Vorliegender Text ::
***
Robert Hübner gehörte als bislang letzter deutscher Spieler zur absoluten Weltspitze im Schach. 1980 stand er im WM-Kandidatenfinale und auf Platz drei der Weltrangliste. Bis 1991 war er drei weitere Male WM-Kandidat. Hübner wurde kürzlich mit der SG Luzern Schweizer Meister. Den 70. Geburtstag des Kölner Großmeisters, Altphilologen und Publizisten vor wenigen Tagen würdigte Jürgen Kaube. (Foto: dpa) 

Fabiano Caruana – Magnus Carlsen

Zehnte WM-Partie, Sizilianisch (Züge nachspielen)

1. e4 c5 2.Sf3 Sc6 3. d4 cxd4 4. Sxd4 Sf6 5. Sc3 e5 6. Sdb5 d6 7. Sd5

Caruana wiederholt das Abspiel, das er schon in der achten Partie gewählt hat. Er möchte den Gegner wieder auf das Gebiet der außerordentlich komplexen strategischen Kampfsituationen führen, die diese Variante mit sich bringt.

7. … Sxd5 8. exd5 Sb8

Carlsen war offenbar mit dem frühen Eröffnungsverlauf der achten Partie zufrieden und steigt nicht auf den Zug 8…Se7 um.
***
Bereitgestelltes Material ::
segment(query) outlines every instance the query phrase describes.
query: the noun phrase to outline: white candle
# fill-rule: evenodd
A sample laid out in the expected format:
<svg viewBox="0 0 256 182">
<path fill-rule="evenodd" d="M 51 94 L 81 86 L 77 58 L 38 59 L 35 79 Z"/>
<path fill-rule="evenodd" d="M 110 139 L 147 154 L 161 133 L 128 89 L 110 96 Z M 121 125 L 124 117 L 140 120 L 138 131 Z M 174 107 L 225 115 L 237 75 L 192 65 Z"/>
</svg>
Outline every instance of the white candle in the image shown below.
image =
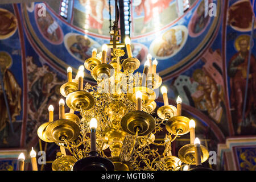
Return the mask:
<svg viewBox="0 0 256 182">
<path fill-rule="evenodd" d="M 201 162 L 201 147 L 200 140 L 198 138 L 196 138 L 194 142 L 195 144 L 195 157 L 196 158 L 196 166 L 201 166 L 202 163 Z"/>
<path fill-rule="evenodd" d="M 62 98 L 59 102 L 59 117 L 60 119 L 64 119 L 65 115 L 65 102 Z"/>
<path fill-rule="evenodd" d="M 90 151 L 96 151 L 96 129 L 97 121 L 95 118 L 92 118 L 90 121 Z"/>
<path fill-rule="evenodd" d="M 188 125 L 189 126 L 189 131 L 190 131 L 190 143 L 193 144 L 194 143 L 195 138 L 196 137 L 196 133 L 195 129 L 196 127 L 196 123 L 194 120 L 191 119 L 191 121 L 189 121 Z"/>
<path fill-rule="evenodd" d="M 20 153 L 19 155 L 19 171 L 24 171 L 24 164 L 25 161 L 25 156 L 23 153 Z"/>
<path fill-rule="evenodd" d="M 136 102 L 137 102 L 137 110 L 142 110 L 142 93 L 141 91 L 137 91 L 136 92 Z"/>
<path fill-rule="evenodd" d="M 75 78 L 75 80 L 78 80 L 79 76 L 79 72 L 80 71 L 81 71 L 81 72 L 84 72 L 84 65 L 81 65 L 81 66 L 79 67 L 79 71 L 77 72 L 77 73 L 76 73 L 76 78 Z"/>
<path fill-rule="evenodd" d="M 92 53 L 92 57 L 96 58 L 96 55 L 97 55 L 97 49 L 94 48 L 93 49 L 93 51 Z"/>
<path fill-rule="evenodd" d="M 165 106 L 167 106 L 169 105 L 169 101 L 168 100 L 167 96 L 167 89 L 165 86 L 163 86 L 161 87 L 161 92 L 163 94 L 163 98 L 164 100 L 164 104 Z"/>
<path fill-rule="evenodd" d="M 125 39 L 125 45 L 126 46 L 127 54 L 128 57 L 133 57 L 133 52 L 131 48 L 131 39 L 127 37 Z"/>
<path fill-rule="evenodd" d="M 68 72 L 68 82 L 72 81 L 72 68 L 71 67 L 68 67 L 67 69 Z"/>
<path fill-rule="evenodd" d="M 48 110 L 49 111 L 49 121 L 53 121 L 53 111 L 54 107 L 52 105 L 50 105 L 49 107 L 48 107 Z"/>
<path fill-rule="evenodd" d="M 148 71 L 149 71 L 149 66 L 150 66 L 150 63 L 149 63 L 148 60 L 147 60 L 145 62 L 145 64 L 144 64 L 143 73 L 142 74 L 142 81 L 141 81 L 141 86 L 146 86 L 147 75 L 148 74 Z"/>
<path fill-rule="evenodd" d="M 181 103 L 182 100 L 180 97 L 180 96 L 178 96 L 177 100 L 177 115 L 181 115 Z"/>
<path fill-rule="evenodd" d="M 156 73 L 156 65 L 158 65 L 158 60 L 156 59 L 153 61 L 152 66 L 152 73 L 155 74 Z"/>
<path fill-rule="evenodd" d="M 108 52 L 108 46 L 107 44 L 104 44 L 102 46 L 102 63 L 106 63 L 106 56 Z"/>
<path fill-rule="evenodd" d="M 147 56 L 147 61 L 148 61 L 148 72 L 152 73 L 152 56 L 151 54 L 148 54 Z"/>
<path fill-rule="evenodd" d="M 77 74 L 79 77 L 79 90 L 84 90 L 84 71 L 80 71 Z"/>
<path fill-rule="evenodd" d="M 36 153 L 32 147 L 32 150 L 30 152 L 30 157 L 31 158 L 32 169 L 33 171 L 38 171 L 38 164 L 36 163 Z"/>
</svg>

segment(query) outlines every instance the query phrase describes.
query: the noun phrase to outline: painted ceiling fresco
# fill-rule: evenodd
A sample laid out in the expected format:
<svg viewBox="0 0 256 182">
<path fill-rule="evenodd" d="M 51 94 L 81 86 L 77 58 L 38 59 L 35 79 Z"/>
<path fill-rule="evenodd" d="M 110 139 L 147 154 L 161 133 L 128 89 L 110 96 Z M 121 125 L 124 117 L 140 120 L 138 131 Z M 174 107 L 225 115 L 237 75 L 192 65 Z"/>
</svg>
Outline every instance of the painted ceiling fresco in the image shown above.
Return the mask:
***
Aufgabe 1 ::
Beantworte anhand des Schachtextes:
(a) In welchem Jahr stand Robert Hübner im WM-Kandidatenfinale?
(b) Welche Eröffnung wird in der zehnten WM-Partie gespielt?
(c) In welcher Partie hatte Caruana dasselbe Abspiel bereits gewählt?
Aufgabe 2 :: Schreibe den Schachtext nach seinem letzten Satz weiter.

Erwartete Antwort 1 ::
(a) 1980
(b) Sizilianisch
(c) In der achten Partie

Erwartete Antwort 2 ::
9. a4 Le7 10.Le2 0-0 11.0-0 Sd7

12. b4

In der achten Partie geschah 12.Ld2. Der Partiezug verfolgt den gleichen Zweck, nämlich der Zug 13. a5 wird vorbereitet. Der Damenläufer kann vielleicht später über e3 ins Spiel eingreifen. Mir gefällt 12.b4 nicht besser als 12.Ld2. Der Nachteil von 12. b4 besteht darin, dass Schwarz jetzt die weiße Bauernphalanx am Damenflügel aufbrechen kann. Weiß behält die Initiative auf dieser Seite, aber sie hat weniger Kraft. Schwarz geht wieder im Zentrum und am Königsflügel vor. Es kommt ein ausgewogener Kampf zustande.

12. … a6

Ebenso wie in der 8. Partie könnte Schwarz versuchen, ohne die Schwächung des Damenflügels auszukommen. Nach 12…f5 13.a5 f4 entstehen andere Kampfbilder als in der Partie; sie können hier nicht weiter besprochen werden.

13. Sa3 a5

Falls Schwarz mit 13. … f5 14. a5 e4 15. Sc4 Se5 dem gleichen Plan folgt wie in der achten Partie, kann Weiß mit 16. Sxe5 dxe5 17. Lb2 einen leichten Druck erlangen. Die Stellung, die nach 13…b6 14.Sc4 f5 15.f4 entsteht, sieht bequemer für Weiß aus. Die Sprengung der weißen Bauernkette ist am wirksamsten.

14. bxa5 Txa5

In Betracht kommt auch 14. … Dxa5 15. Sc4 Dc7 16. a5 Sc5. Der Partiezug ist kämpferischer: Die Dame soll zum Angriff am Königsflügel eingesetzt werden.

15. Sc4 Ta8 16. Le3

Sofortiges 16. a5 wird mit 16…b5 beantwortet.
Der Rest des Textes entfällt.